··· Trecho selecionado ···

O Android está engolindo o mercado a uma taxa sem precedentes. Agora, isso não significa que seja uma corrida de um só cavalo. Essa participação de mercado está chegando à custa de feature phones, Symbian e Blackberry – não parece estar tirando muito do iOS. Nem vamos, necessariamente, acabar com uma divisão semelhante à do PC/Mac: o mercado total de aparelhos é muito maior do que de computadores. Até agora, o mercado parece grande o suficiente para os dois jogadores mais importantes.

No entanto, os padrões de crescimento do Android são o que lhe dão tanto poder. O Android domina totalmente os mercados emergentes. Eu não sou nenhum analista ou especialista do mercado global, mas está claro que as grandes empresas de tecnologia reconhecem isso, e muitos lançaram Androids mais simples para atender a esses mercados. Enquanto os países desenvolvidos estão se aproximando da saturação do smartphone, existe um enorme potencial de crescimento no resto do mundo. A curva vai continuar e é provável que o Android chegará uma proporção maior da humanidade do que qualquer tecnologia comparável, se já não tiver feito isso.

Proliferação de dispositivos

E isso porque estamos falando apenas de smartphones. A medida que o custo de processadores e as redes caem, uma série de dispositivos minúsculos, baratos e conectados vão surgir dos laboratórios de P&D direto para as lojas. Chame isso de a Internet das Coisas se quiser – eu prefiro “dispositivos cooperativos”.

Esses mesmos dispositivos minúsculos, baratos e conectados vão precisar de um sistema operacional. De preferência um que seja gratuito (monetariamente gratuito, pelo menos), de confiança, bem conservado e que tenha boa interoperabilidade.

Não será o iOS, já que a Apple parece não ter interesse em licenciá-lo para hardware de terceiros. Em vez disso, eu espero que eles lancem um ecossistema Apple-only de dispositivos cooperativos. (Eu poderia argumentar que eles já estão quase lá) Uma vez que eles possuem a pilha completa, eles seriam capazes de oferecer primeiro excelentes experiências do tipo IoT, demonstrar valor para os consumidores e, portanto, gerar um mercado mainstream. Eles precisariam de muito dinheiro para fazer isso – felizmente, eles têm.

···

Tarefa A → Indique se cada afirmação concorda com o texto sobre o Android, respondendo sim ou não e citando as palavras do texto que decidem a questão: (i) o avanço do Android vem principalmente à custa do iOS; (ii) a Apple parece não querer licenciar o iOS para hardware de terceiros; (iii) o mercado total de aparelhos é menor que o de computadores.
Tarefa B → Prossiga com o texto sobre o Android a partir da última frase apresentada.

··· Dados de entrada ···

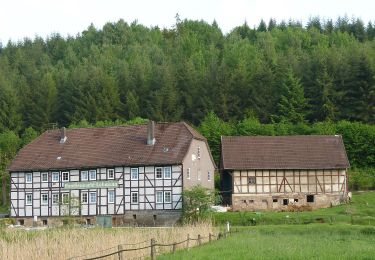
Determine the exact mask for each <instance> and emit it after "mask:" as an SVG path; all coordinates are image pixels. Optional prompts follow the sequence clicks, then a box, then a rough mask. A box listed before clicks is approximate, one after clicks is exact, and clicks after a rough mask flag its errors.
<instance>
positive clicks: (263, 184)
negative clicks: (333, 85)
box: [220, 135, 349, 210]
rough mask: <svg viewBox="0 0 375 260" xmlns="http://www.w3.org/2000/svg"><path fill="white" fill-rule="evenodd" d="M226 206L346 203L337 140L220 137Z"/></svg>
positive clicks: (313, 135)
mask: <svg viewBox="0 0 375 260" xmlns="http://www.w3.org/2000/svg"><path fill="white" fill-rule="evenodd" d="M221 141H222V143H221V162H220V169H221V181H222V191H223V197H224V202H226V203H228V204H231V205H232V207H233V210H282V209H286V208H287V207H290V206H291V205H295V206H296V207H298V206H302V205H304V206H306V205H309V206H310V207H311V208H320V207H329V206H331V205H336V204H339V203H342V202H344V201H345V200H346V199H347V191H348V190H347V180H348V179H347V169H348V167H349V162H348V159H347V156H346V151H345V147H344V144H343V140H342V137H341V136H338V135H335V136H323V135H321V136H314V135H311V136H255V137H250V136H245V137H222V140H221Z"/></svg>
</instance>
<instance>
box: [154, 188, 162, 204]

···
··· Dados de entrada ···

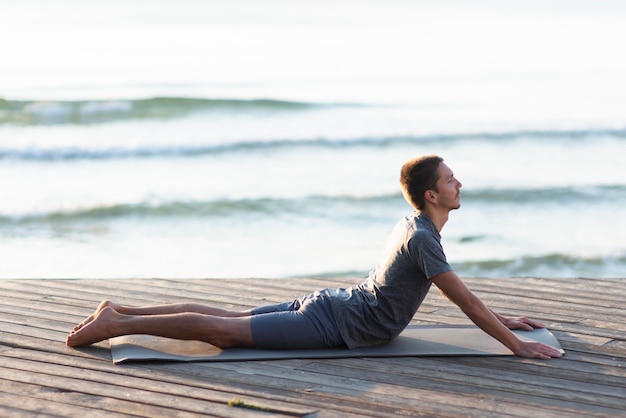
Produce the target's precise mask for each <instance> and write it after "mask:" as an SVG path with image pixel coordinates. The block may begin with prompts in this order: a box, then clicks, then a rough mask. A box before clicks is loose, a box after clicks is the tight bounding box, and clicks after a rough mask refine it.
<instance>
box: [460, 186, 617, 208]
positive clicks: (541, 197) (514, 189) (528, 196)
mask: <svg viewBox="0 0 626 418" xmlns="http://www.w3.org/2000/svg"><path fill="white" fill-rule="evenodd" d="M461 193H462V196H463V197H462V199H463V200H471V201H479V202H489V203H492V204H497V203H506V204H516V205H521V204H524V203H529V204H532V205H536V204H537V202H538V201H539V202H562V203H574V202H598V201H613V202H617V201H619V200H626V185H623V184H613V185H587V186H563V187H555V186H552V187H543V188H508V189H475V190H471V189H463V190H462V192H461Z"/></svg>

···

Resposta A →
(i) Não: "não parece estar tirando muito do iOS".
(ii) Sim: "a Apple parece não ter interesse em licenciá-lo para hardware de terceiros".
(iii) Não: "o mercado total de aparelhos é muito maior do que de computadores".

Resposta B →
Eu também não acho que vai ser outro sistema operacional. Os outros (Windows, Windows Phone, Firefox OS, Linux etc.) ficam muito para trás, ou têm trajetórias retrógradas. Isso pode mudar, mas como o alcance global é lento, eu acho que anos passarão antes de surgir outro grande player no setor de sistema operacional.

Eu também não acho que seja o navegador web. Em teoria, o navegador cumpre os critérios – barato, ubíquo, interoperável – e a comunidade web adoraria que ele ganhasse. Mas, sem rodeios, ele está perdendo em termos de capacidades, desempenho e experiência do usuário, onde os aplicativos nativos estão muito à frente. Os navegadores estão melhorando, e finalmente aproximando-se em termos de acesso ao hardware, mas se o navegador está para se tornar One True Platform, será necessário superar as deficiências sistêmicas significativas. Um navegador permanentemente tentando se manter atual será sempre uma camada na pilha de tecnologia adicional, potencialmente redundante. Se um único sistema operacional acaba rodando em mais 90% dos dispositivos conectados do mundo, por que se preocupar com software escrito para o navegador?

Enfim, eu escrevi este tweet

O Android é a plataforma dominante da próxima década. Por que os designers não estão prestando mais atenção? (via @asymco)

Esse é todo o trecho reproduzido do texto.